Retype all of the data below line for line, without changing a single character.

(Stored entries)

§

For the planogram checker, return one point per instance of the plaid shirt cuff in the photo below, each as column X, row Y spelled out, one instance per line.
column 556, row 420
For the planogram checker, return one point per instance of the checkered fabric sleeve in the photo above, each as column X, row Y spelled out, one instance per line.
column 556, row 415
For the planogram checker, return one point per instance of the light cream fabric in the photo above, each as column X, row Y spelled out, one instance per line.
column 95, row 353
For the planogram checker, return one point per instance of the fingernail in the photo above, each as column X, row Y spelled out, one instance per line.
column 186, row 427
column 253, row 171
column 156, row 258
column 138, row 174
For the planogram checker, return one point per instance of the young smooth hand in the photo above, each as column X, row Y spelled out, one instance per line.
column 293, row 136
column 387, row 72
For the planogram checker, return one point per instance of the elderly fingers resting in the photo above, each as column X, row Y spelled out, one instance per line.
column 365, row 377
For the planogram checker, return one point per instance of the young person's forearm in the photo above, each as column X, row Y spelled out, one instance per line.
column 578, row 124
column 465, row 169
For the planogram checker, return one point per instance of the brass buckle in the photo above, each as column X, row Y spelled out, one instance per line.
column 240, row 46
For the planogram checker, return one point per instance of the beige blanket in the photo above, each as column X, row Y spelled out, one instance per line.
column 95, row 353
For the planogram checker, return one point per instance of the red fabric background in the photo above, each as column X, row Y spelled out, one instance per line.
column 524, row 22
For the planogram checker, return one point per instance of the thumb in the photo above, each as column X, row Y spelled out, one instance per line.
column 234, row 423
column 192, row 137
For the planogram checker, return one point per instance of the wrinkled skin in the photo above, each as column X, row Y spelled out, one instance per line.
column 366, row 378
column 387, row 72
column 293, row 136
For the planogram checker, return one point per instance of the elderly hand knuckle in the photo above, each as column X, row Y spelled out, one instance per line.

§

> [Task result]
For the planogram checker, return one point per instance of the plaid shirt cuff in the photo below, each as column X, row Y spelled out, one instance per line.
column 556, row 420
For the planogram checker, return one point per instance of the checkered fabric sleeve in the photo above, each as column X, row Y spelled out, one instance per line.
column 556, row 415
For the planogram checker, return one point per instance of the light cream fabric in the photo above, each as column X, row Y spelled out, one instance per line.
column 95, row 353
For the planogram checker, return one point per instance of the fingernail in the photo above, each as column X, row Y spelled out, one instance per line.
column 186, row 427
column 253, row 171
column 156, row 258
column 138, row 174
For the planogram checker, return one point per instance of the young smooth hand in the photo above, each as column X, row Y spelled out, one instance per line.
column 293, row 136
column 387, row 72
For the planogram checker, return one point per instance of the elderly fingers resting in the photo above, each as column X, row Y spelled out, one instance per line.
column 365, row 377
For the planogram checker, return one point per instance of the young person's forearm in the photo above, each as column X, row Y spelled out, one instance per line.
column 578, row 124
column 465, row 169
For the planogram checker, return one point per instance of the brass buckle in the photo above, each as column X, row Y spelled out, one instance per line.
column 240, row 46
For the planogram checker, return one point per instance of the beige blanket in the photo above, each as column X, row Y spelled out, one instance per line.
column 95, row 353
For the planogram checker, return one point per instance of the red fabric background in the photo above, each as column X, row Y spelled out, one instance per line.
column 524, row 22
For the planogram checker, return one point per instance of the thumb in the photo above, each as column X, row Y spelled out, one instance per line.
column 234, row 423
column 192, row 137
For the planogram checker, return one point per instance of the wrinkled skin in the photo above, each as column X, row Y spelled out, one instance per line.
column 366, row 378
column 387, row 72
column 293, row 136
For the planogram checker, return one point per instance of the elderly hand knuckle in the photo above, each as column X, row Y spelled out, one instance per line.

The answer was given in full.